:: BRIEF ::
With the pictures left out, copy the listing below exactly.

=== PROVIDED ENTRIES ===

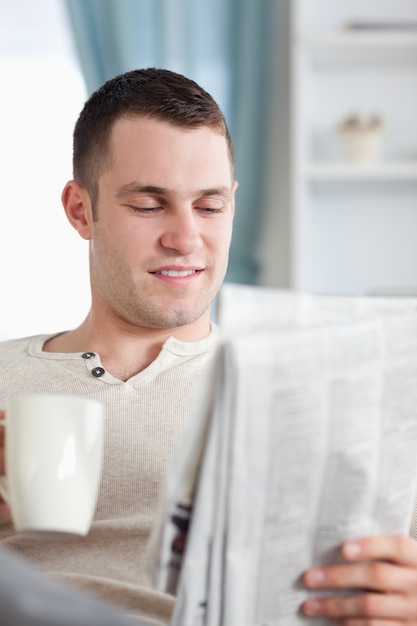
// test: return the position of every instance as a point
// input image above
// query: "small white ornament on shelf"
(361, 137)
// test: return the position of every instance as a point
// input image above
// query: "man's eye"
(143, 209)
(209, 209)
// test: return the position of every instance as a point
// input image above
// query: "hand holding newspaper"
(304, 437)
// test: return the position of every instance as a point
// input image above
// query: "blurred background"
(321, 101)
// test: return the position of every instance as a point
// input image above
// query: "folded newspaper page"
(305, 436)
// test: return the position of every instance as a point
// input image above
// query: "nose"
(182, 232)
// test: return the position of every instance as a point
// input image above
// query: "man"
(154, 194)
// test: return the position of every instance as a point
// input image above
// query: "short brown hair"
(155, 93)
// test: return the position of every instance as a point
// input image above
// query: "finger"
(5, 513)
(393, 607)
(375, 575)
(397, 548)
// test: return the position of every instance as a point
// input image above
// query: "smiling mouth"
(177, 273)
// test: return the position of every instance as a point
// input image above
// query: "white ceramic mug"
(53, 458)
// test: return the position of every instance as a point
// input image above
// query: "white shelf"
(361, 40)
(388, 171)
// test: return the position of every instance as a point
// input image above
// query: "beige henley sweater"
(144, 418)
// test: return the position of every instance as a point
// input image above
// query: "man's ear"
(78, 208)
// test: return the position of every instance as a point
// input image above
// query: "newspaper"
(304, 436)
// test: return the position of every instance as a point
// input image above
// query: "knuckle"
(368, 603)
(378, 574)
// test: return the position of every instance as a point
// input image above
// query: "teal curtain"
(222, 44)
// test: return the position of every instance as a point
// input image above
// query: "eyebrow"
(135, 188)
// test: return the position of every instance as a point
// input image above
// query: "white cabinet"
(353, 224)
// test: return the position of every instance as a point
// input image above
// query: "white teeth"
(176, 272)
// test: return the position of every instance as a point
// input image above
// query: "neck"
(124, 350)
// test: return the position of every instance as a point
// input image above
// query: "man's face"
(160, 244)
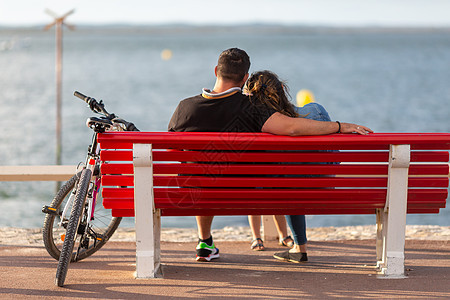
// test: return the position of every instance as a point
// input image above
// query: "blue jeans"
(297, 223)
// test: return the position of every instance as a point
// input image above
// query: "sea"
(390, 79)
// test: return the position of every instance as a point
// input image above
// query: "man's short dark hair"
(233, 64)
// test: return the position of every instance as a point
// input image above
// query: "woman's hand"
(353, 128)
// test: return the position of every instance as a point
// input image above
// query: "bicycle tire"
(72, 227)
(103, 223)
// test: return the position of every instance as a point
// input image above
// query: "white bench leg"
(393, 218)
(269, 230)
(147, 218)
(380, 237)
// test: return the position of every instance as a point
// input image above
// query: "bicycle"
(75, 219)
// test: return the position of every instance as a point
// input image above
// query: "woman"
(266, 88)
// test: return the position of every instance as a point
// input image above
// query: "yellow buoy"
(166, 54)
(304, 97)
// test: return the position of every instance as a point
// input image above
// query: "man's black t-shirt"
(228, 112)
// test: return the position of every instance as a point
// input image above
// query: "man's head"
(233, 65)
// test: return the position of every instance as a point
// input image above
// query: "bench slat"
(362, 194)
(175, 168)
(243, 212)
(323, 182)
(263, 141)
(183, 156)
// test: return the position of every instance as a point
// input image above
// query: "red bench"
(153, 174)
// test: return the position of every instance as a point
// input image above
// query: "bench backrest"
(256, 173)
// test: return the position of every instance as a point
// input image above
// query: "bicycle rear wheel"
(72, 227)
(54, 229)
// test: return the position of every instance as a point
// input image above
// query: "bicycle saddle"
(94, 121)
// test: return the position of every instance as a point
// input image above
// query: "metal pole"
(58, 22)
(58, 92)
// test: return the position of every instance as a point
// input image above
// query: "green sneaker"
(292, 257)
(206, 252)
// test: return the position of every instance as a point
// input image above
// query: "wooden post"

===

:: CORRECT OUTPUT ::
// test: return the position of every instance as a point
// input image above
// query: "small white ornament on shelf"
(361, 137)
// test: return the position of every instance as a point
// input image above
// query: "man's eye"
(143, 209)
(209, 209)
// test: return the position of every instance as a point
// input image above
// query: "hand holding newspaper"
(304, 437)
// test: return the position of every instance as a point
// input image above
// query: "blurred background"
(321, 101)
// test: return the position of every instance as a point
// input image above
// query: "folded newspaper page"
(305, 436)
// test: return the position of every instance as a point
// input image above
// query: "nose"
(182, 232)
// test: return the position of every instance as a point
// input image above
// query: "man"
(154, 194)
// test: return the position of every instance as a point
// input image above
// query: "short brown hair"
(155, 93)
// test: return the position of every instance as a point
// input image above
// query: "finger"
(5, 513)
(393, 607)
(375, 575)
(397, 548)
// test: return the position of every instance as a point
// input image above
// query: "smiling mouth"
(177, 273)
// test: return the position of every instance as a point
// input image above
// query: "white ceramic mug"
(53, 458)
// test: return the position of every instance as a point
// input image above
// query: "white shelf"
(361, 40)
(388, 171)
// test: return the position of every instance as a point
// input image above
// query: "beige henley sweater"
(144, 418)
// test: return the position of every instance as a point
// input image above
// query: "man's ear"
(78, 208)
// test: return the position of every instance as a point
// input image above
// query: "newspaper"
(304, 436)
// test: return the position of every instance as a point
// input image above
// query: "knuckle"
(368, 603)
(378, 574)
// test: return the position of every instance as a point
// input image above
// query: "teal curtain"
(222, 44)
// test: return the position of every instance as a point
// input image above
// query: "eyebrow"
(135, 188)
// test: return the position of every instance as a point
// input image above
// query: "white cabinet"
(353, 224)
// test: return the position of every instance as a point
// input image above
// query: "white teeth"
(176, 272)
// test: return the position of every instance as a point
// input image above
// query: "neck"
(124, 350)
// test: return the position of every instance as a point
// input image above
// query: "man's face"
(160, 244)
// test: return the position of every instance as a point
// input image above
// query: "blue jeans"
(297, 223)
// test: return the position of every instance as a point
// input image above
// query: "sea"
(390, 79)
// test: return the position of every instance as a point
// input image above
// query: "man's short dark hair"
(233, 64)
// test: return the position of every instance as a point
// input image above
// query: "woman's hand"
(353, 128)
// test: return the position of every instance as a point
// input image above
// query: "bicycle tire"
(72, 227)
(103, 223)
// test: return the position of every instance as a point
// input image above
// query: "white bench leg"
(393, 218)
(269, 230)
(147, 218)
(380, 237)
// test: return the position of every instance as a point
// input image above
// query: "bicycle"
(75, 219)
// test: return the position of every instance as a point
// input image above
// query: "woman"
(266, 88)
// test: return the position of every instance as a point
// input image above
// query: "yellow buoy"
(166, 54)
(304, 97)
// test: return the position of every instance as a point
// input image above
// query: "man's black t-shirt"
(228, 112)
// test: return the position of every instance as a point
// input image above
// query: "man's head"
(233, 65)
// test: return the position of every instance as a point
// input image above
// query: "bench slat"
(362, 194)
(175, 168)
(243, 212)
(323, 182)
(263, 141)
(183, 156)
// test: return the position of every instance as a point
// input image above
// query: "red bench"
(153, 174)
// test: return the position of every instance as a point
// input image above
// query: "bench backrest"
(256, 173)
// test: return the position of every instance as a point
// input image above
// query: "bicycle rear wheel"
(72, 227)
(54, 229)
// test: return the position of every instance as a point
// input image above
// query: "bicycle saddle"
(94, 121)
// test: return the position of every instance as a point
// input image above
// query: "metal pole"
(58, 22)
(58, 92)
// test: return the position of every instance as a point
// input image above
// query: "green sneaker"
(292, 257)
(206, 252)
// test: return the position of every instance as a point
// input image above
// query: "wooden post"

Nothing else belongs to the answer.